- Excerpt to read:
--- begin ---
[
https://issues.apache.org/jira/browse/IMPALA-12927?page=com.atlassian.jira.plugin.system.issuetabpanels:comment-tabpanel&focusedCommentId=17836458#comment-17836458
]
Zihao Ye commented on IMPALA-12927:
-----------------------------------
Hi, [~csringhofer], I briefly looked through the related Hive code and didn't
find any special handling for potential special characters in the rawstring
case, it simply uses the Jackson library for reading and writing.
It appears to assume that the data does not involve any special characters,
suggesting that users should encode binary data in some other similar way to
base64 to ensure it doesn't contain special characters when using the rawstring.
--- end ---
- Data records:
--- begin ---
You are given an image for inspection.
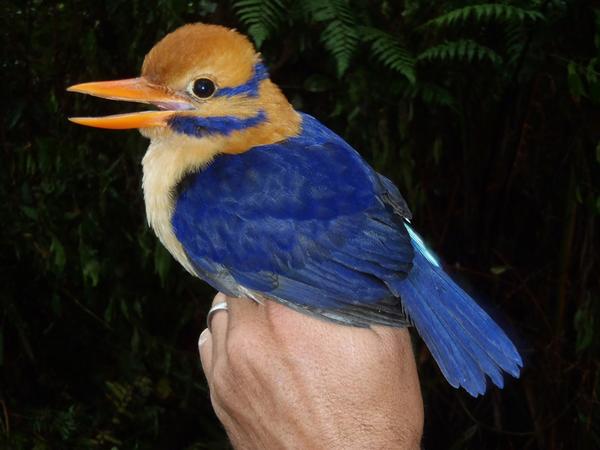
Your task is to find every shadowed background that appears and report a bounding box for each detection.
[0,0,600,449]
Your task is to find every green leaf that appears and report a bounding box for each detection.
[424,3,545,27]
[303,73,334,93]
[50,236,67,273]
[417,39,502,66]
[567,61,585,98]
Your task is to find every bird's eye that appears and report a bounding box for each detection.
[192,78,215,98]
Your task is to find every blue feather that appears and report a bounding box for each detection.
[393,225,523,396]
[172,115,522,396]
[169,110,267,138]
[215,62,269,97]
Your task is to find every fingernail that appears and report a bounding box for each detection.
[198,328,210,347]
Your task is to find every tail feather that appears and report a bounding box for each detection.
[390,225,523,397]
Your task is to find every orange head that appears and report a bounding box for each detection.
[68,23,300,153]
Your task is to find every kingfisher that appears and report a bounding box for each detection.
[68,23,523,397]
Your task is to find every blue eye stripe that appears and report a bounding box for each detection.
[169,109,267,137]
[214,62,269,97]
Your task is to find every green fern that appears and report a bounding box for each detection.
[425,3,544,27]
[233,0,287,48]
[504,23,527,66]
[302,0,358,76]
[360,27,416,84]
[405,82,456,110]
[417,39,502,65]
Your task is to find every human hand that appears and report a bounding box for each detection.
[198,293,423,450]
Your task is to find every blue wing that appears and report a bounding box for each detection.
[172,116,523,396]
[172,112,414,325]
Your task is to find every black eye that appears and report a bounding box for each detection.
[192,78,215,98]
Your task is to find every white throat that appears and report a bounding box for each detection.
[142,136,217,275]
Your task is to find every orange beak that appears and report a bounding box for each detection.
[67,77,193,130]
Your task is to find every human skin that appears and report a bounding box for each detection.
[198,294,423,450]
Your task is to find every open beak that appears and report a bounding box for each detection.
[67,77,192,130]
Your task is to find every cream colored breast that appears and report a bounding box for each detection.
[142,136,217,274]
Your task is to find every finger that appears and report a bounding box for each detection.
[208,292,229,344]
[198,328,213,386]
[227,297,262,327]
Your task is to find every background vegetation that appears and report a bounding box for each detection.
[0,0,600,449]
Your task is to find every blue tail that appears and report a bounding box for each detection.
[393,224,523,397]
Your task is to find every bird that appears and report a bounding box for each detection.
[68,23,523,397]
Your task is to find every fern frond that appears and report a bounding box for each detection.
[504,23,527,66]
[425,3,545,27]
[417,39,502,65]
[302,0,358,76]
[405,82,456,109]
[233,0,287,48]
[360,27,416,84]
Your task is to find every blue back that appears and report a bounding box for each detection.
[172,115,413,308]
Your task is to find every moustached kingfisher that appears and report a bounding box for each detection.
[69,23,523,396]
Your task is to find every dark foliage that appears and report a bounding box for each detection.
[0,0,600,449]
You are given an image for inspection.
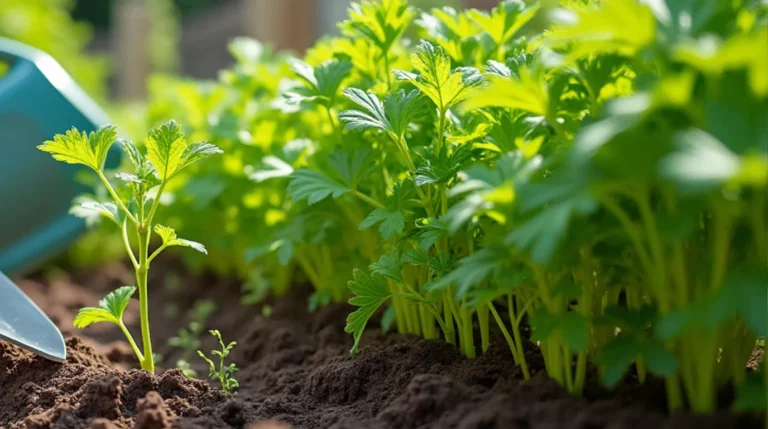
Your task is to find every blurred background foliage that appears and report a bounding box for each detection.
[0,0,109,101]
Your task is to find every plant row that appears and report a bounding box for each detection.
[61,0,768,412]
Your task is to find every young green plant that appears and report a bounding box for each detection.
[197,329,240,396]
[38,120,222,372]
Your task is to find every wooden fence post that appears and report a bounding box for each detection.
[112,0,151,100]
[242,0,317,53]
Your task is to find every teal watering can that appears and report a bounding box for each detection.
[0,38,119,361]
[0,38,119,273]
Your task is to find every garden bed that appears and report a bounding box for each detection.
[0,259,761,429]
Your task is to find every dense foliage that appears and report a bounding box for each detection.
[88,0,768,412]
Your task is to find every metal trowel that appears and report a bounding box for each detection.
[0,38,120,361]
[0,273,67,362]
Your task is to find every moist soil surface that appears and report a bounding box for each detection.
[0,259,764,429]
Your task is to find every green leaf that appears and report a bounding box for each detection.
[432,246,510,299]
[37,125,117,172]
[144,120,222,181]
[596,335,640,388]
[155,225,208,255]
[248,155,293,183]
[370,248,405,284]
[288,169,350,205]
[531,309,589,353]
[360,209,405,240]
[660,129,768,193]
[733,372,768,415]
[394,40,483,112]
[418,219,450,250]
[69,201,122,226]
[505,185,597,263]
[118,139,157,186]
[558,311,589,353]
[339,0,416,54]
[339,88,424,140]
[285,59,352,106]
[73,286,136,329]
[547,0,656,58]
[467,0,539,46]
[462,71,549,116]
[344,269,392,354]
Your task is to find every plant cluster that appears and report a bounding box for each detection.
--- end ---
- Stated task A: Update the comment on IMPALA-12927. Begin at the words "It appears to" and stop after "using the rawstring.". Write that span again with "base64" replaced by "hex".
- Stated task B:
Answer these questions from the comment on IMPALA-12927:
(i) Who is addressed at the start of the comment?
(ii) Which library does the Hive code use for reading and writing?
(iii) What encoding is given as an example for binary data?
- Stated task C: List every word that begins with a capital letter in the sentences of the comment on IMPALA-12927, from "Hi" onward.

- Finished answer A:
It appears to assume that the data does not involve any special characters,
suggesting that users should encode binary data in some other similar way to
hex to ensure it doesn't contain special characters when using the rawstring.

- Finished answer B:
(i) csringhofer
(ii) The Jackson library
(iii) base64

- Finished answer C: Hi, I, Hive, Jackson, It